Records shown ▸
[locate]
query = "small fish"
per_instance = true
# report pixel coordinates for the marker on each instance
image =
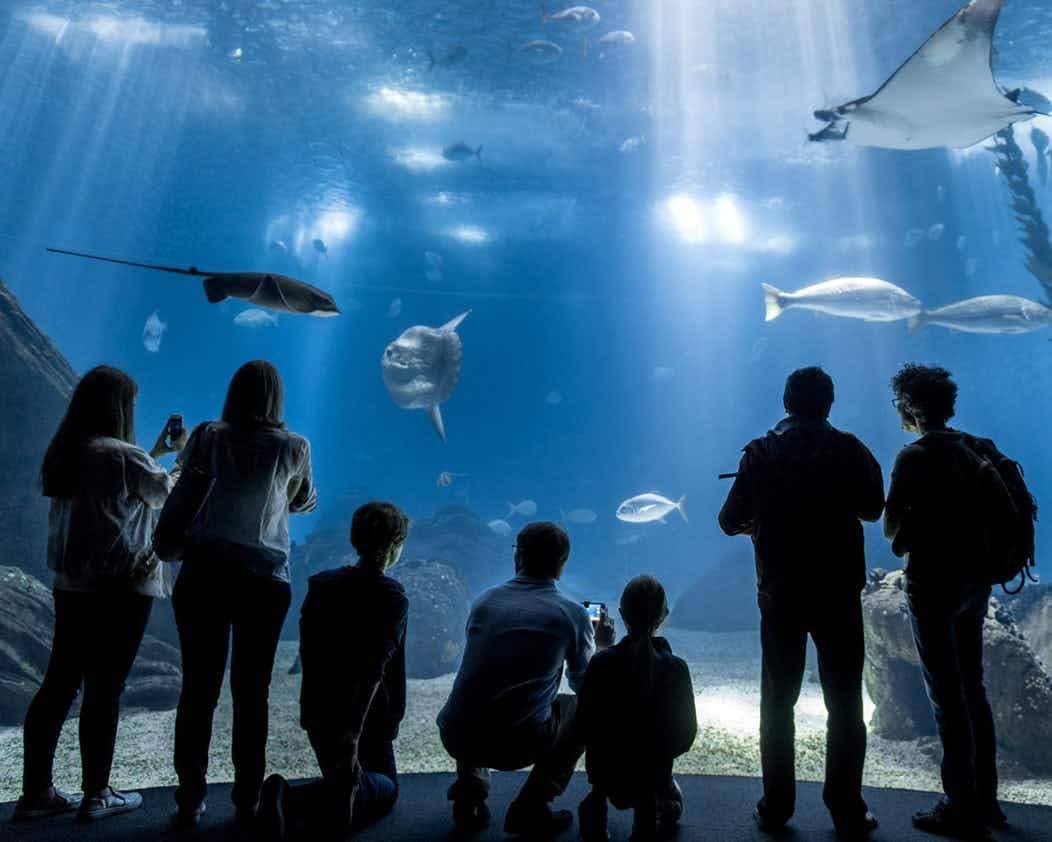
(256, 318)
(869, 299)
(650, 507)
(450, 58)
(461, 152)
(501, 527)
(988, 315)
(526, 508)
(582, 516)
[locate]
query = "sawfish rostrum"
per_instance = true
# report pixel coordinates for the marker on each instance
(945, 95)
(422, 366)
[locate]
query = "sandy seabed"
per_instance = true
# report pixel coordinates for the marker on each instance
(726, 675)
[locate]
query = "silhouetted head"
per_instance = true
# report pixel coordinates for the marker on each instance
(256, 397)
(378, 533)
(926, 397)
(102, 404)
(809, 394)
(542, 549)
(644, 605)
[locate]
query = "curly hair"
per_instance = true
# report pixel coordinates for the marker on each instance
(925, 392)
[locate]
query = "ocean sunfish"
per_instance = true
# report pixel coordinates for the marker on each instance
(869, 299)
(264, 289)
(945, 95)
(422, 366)
(988, 315)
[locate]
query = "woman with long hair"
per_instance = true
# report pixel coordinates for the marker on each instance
(233, 592)
(105, 497)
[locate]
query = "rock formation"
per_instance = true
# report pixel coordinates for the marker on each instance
(1018, 685)
(26, 625)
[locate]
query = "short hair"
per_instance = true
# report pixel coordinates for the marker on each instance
(376, 528)
(543, 549)
(644, 605)
(809, 393)
(926, 392)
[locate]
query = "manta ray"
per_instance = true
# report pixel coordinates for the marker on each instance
(945, 95)
(263, 288)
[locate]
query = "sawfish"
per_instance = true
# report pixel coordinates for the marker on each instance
(262, 288)
(944, 95)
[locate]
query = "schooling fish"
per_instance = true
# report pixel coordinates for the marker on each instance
(988, 315)
(869, 299)
(264, 289)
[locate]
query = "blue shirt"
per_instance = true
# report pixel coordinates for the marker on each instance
(519, 637)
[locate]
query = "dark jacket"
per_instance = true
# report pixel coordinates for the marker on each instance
(352, 648)
(801, 493)
(635, 712)
(933, 515)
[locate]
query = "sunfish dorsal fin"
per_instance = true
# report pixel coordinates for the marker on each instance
(452, 324)
(436, 415)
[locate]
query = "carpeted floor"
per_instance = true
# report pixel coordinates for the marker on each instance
(717, 809)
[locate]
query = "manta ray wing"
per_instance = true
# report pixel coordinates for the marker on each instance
(944, 95)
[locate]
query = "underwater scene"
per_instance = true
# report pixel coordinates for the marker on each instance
(522, 261)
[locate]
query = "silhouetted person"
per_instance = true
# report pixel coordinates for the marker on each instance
(352, 698)
(505, 710)
(106, 495)
(933, 518)
(233, 592)
(801, 493)
(635, 715)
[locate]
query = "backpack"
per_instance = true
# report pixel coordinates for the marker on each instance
(1009, 523)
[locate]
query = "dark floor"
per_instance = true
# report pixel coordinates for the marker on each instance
(717, 809)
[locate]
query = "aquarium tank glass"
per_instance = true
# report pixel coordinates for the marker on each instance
(573, 259)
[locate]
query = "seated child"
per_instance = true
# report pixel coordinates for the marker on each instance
(636, 714)
(352, 697)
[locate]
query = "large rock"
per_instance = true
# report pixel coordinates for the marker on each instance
(26, 626)
(36, 382)
(723, 599)
(1018, 686)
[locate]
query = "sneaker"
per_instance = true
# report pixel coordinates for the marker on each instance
(271, 809)
(54, 802)
(947, 820)
(470, 816)
(535, 819)
(107, 802)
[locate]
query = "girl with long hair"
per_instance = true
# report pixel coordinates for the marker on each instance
(105, 497)
(233, 592)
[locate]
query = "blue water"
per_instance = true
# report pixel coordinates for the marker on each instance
(198, 133)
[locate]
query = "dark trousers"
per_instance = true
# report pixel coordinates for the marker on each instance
(553, 749)
(836, 628)
(347, 795)
(97, 637)
(949, 640)
(218, 610)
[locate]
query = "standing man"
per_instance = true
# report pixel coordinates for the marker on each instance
(505, 710)
(937, 508)
(800, 494)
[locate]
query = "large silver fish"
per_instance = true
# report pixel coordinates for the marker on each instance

Objective ▸
Write out every line above exactly as it is, leaving out the pictures.

Result ▸
[locate]
query = "small fish"
per_instance = true
# report pixel coordinates for the marker on each instance
image =
(256, 318)
(869, 299)
(650, 507)
(450, 58)
(461, 152)
(501, 527)
(988, 315)
(526, 508)
(582, 516)
[locate]
query = "sawfish rostrum"
per_instance = true
# report pixel coordinates for the marker on each instance
(945, 95)
(422, 366)
[locate]
query = "sandy seabed"
per_instance = true
# report pixel coordinates for the marker on each instance
(726, 675)
[locate]
query = "silhouetted head"
per_instance = true
# report pixel coordinates for the marker on each instance
(256, 397)
(378, 533)
(926, 397)
(102, 404)
(809, 394)
(542, 549)
(644, 605)
[locate]
query = "curly hair"
per_instance = true
# report pixel coordinates for the marker on each instance
(925, 392)
[locate]
query = "ocean sunfish"
per_instance = true
# report pixel coordinates for the marker on each instance
(869, 299)
(264, 289)
(945, 95)
(422, 366)
(988, 315)
[locate]
query = "woman with long hair"
per_instance = true
# report pixel coordinates for the marker on each instance
(233, 592)
(105, 497)
[locate]
query = "rock formation"
per_instance = true
# report pixel coordinates for the marker on each instance
(1018, 685)
(26, 625)
[locate]
query = "short hair"
per_instance = true
# report pixel coordinates for the marker on each instance
(376, 528)
(543, 549)
(644, 605)
(809, 393)
(926, 392)
[locate]
query = "manta ray"
per_instance = true
# report pixel coordinates for the marker on each instance
(945, 95)
(263, 288)
[locate]
query = "sawfish"
per_instance = true
# report pixel coordinates for the marker on each instance
(262, 288)
(944, 95)
[locate]
query = "schooling fish"
per_instance = true
# report pixel coordinates for the marker on each instance
(988, 315)
(869, 299)
(264, 289)
[locate]
query = "blue shirt"
per_instance = true
# report pixel coordinates for the marker on each instance
(519, 637)
[locate]
query = "dark jacket"
per_instance = true
# report pixel coordinates for the marker on each instance
(352, 648)
(801, 493)
(635, 712)
(933, 515)
[locate]
query = "sunfish dorsal fin"
per_instance = true
# report pixel coordinates for the marker on each instance
(452, 324)
(436, 415)
[locate]
query = "carpeted floor"
per_instance = true
# report pixel coordinates for the marker on each instance
(717, 809)
[locate]
query = "manta ray wing"
per_instance = true
# report pixel coordinates for the marker on each instance
(944, 95)
[locate]
query = "underwater scene"
per_instance = true
# report pixel coordinates for the marker on each instance
(522, 261)
[locate]
query = "silhouetted person"
per_instance = true
# report pixel coordinates for the marker on each instance
(352, 698)
(505, 710)
(106, 495)
(933, 518)
(233, 592)
(801, 493)
(635, 715)
[locate]
query = "backpack"
per_instance = true
# report pixel coordinates for the marker on each instance
(1009, 523)
[locate]
query = "dark floor"
per_instance = true
# report pixel coordinates for the marker on each instance
(717, 809)
[locate]
query = "aquarium tank glass"
per_instance = true
# report pixel coordinates for the marker on each instance
(573, 259)
[locate]
query = "seated child"
per_instance = true
# report pixel coordinates for the marker on each instance
(636, 714)
(352, 697)
[locate]
query = "large rock"
per_instance = true
# report pixel coordinates for the marker on each instance
(26, 626)
(36, 382)
(723, 599)
(1018, 686)
[locate]
query = "sneaker"
per_instance = true
# report pixel coordinates for the marker on each instance
(271, 809)
(54, 802)
(947, 820)
(470, 816)
(535, 819)
(107, 802)
[locate]
query = "girl with long hair"
per_instance = true
# report pixel coordinates for the marker on each instance
(105, 497)
(233, 592)
[locate]
query = "blue water"
per_instance = true
# report pixel coordinates for the marker on each instance
(198, 133)
[locate]
query = "dark trousers"
per_instance = true
# report pixel coordinates for the marker on each instance
(553, 749)
(836, 628)
(347, 795)
(97, 637)
(949, 640)
(218, 610)
[locate]
query = "standing man"
per_instance = true
# report pixel coordinates for the marker on each instance
(505, 710)
(937, 508)
(800, 494)
[locate]
query = "large silver fish"
per_instance = true
# report pixel coordinates for the marker on each instance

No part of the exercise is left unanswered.